**Excerpted passage**
=== Begin Enclosure ===

Recovery isn't neat and tidy. Rather, it's messy, excruciating, and painfully slow. I have been home for two and a half weeks now, attending my outpatient program five days a week, and to be honest I am more mentally exhausted than I ever have been. As I told my therapist a few days ago, "I am afraid of going backward, afraid of going forward, and miserable where I am." True, my eating disordered behaviors are under control; tomorrow will mark three months (!) since I have acted out by binging and purging, restricting, or over-exercising. While I recognize that as a true victory, I also know that the real work is only just starting. Now I am digging into the reasons I have abused myself for so many years, and frankly, it sucks. I don't enjoy that kind of brutally honest self-analysis. It hurts.

When I get discouraged by the slowness of my progress (which is, ummm, daily), I have to remind myself that it took me a lifetime to get as sick as I was. Healing is not going to take place overnight. It truly is one day at a time. And, for the first time, I see that I don't have to do it alone. For that I am very grateful.

Wednesday, June 22, 2011

Treatment: Redux

A funny thing happened on the way to insanity.

So. I went back to treatment. It was supposed to be 4-6 weeks. It ended up being 10. 10 weeks of residential treatment, followed by an indefinite number of weeks in Intensive Outpatient Treatment. How'd this happen, you ask? Hell if I know.

See, here's the thing. I lie exceptionally well. I have always had an uncanny ability to make people believe whatever I want them to believe (and, often, what they themselves want to believe). I had everyone convinced that my recovery was strong and reliable. That, though I still struggled with unhealthy thoughts, my behaviors had been under control for some time. That, my friends, was a collossal untruth.

The reality is, I've been in the midst of relapse for over two years. I have vacillated between periods of restricting (at times meeting full diagnostic criteria for anorexia) and binging and purging (nearly always meeting DSM-IV criteria for bulimia). My behaviors were easy to hide, my weight fluctuations easy to explain away. I even kept up this blog, extolling the virtues of healthy living. Oops.

The turning point came when my health began to really suffer and I could no longer deny the danger I was in. My heart, my stomach, my esophogus. All were ailing and teetering on the edge of disaster. I began to imagine dying on my bathroom floor (esophogus finally having ruptured or heart finally giving out), my husband or children finding my cold body covered in vomit. Terrifying, isn't it? Scared me shitless.

=== End Enclosure ===

**Data extract**
=== Begin Enclosure ===

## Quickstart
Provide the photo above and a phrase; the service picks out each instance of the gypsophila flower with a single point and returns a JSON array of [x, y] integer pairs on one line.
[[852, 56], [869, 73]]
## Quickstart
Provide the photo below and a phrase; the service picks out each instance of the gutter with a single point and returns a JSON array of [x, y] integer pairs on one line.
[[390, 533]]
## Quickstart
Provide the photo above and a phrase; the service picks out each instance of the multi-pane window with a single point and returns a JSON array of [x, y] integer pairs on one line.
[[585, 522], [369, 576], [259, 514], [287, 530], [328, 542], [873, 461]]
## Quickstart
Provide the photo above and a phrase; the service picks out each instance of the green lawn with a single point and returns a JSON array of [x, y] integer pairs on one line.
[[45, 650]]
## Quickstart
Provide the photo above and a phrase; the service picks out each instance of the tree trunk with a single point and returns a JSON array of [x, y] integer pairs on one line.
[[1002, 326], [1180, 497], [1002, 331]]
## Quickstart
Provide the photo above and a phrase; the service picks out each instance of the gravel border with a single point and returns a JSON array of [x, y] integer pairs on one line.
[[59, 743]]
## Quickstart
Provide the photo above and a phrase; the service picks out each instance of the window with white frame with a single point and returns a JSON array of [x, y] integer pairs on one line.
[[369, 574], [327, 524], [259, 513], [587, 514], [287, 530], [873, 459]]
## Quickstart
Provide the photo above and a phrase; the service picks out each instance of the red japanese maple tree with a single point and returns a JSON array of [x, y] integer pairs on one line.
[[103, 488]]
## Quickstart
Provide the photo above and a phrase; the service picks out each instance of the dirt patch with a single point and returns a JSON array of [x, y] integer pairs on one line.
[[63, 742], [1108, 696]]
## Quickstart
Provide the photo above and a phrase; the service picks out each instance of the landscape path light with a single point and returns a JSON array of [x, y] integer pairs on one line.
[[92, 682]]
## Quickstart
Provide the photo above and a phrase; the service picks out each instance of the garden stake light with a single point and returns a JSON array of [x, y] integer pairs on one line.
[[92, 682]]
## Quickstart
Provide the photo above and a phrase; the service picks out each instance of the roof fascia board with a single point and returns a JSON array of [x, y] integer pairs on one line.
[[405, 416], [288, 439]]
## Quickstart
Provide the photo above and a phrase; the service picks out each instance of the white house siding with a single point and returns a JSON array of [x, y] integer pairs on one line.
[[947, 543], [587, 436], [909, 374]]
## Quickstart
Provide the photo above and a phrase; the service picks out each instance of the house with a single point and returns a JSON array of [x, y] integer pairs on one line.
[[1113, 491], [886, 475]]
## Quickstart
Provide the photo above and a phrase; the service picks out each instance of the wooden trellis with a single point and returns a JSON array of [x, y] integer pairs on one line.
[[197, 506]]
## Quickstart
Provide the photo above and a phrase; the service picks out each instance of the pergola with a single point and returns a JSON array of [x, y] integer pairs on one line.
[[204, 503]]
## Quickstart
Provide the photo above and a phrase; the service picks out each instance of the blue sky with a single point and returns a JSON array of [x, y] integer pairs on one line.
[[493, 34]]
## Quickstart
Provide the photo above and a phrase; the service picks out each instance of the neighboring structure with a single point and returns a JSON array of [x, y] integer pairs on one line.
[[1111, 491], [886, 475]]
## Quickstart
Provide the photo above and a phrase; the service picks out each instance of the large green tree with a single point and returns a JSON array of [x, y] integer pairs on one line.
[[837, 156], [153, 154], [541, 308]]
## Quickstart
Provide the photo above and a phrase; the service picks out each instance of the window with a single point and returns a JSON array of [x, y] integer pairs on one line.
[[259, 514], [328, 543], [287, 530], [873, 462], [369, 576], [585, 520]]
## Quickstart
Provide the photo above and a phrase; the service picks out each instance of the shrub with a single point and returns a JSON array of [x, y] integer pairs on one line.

=== End Enclosure ===

**To do**
• A. Extract the part of the recovery blog text from "So. I went back" to "Hell if I know.".
• B. Answer these questions using the recovery blog text:
(i) How many days a week does the writer attend the outpatient program?
(ii) How long was the writer's return to treatment supposed to last, and how long did it actually last?
(iii) For how long has the writer been in the midst of relapse?
• C. Write what comes next in the recovery blog text, starting after its last sentence.

**Activity answers**
• A.
So. I went back to treatment. It was supposed to be 4-6 weeks. It ended up being 10. 10 weeks of residential treatment, followed by an indefinite number of weeks in Intensive Outpatient Treatment. How'd this happen, you ask? Hell if I know.

• B.
(i) Five days a week.
(ii) It was supposed to last 4–6 weeks, and it ended up lasting 10 weeks.
(iii) Over two years.

• C.
So I made the call to a treatment center. I only want a therapist and a dietician, I said. I'm not sick enough to need higher level care, I said. I met with said therapist and dietician, and was told in no uncertain terms that if I did not head immediately to residential treatment (do not pass Go, do not collect two hundred dollars) I was risking my life. I looked at my family, considered their love and need for me. I threw in the towel.

Making the choice to return to treatment - this was my fourth go 'round - was perhaps the most difficult thing I have ever done. I have held tight to my eating disorder for half my life, believing at my very core that it was the only thing that could save me from the horrors in my mind. Living without it was impossible to envision. Giving it up was like giving up the very essence of who I am. I was scared to death. But I was also scared OF death. I knew I was on borrowed time and the end was imminent if I didn't change something drastically.

I will post more in the coming weeks on my experience in treatment, what I learned, what I gained (in knowledge, thank you very much), and how my appreciation for life has grown. Thank you for sticking with me. Please accept my sincere apology for misrepresenting my recovery as I have up until this point. Those of you familiar with eating disorders will understand that lying is part of the disease. To quote one of the many treatment-isms I have picked up, "Secrets keep us sick." No more secrets, my friends.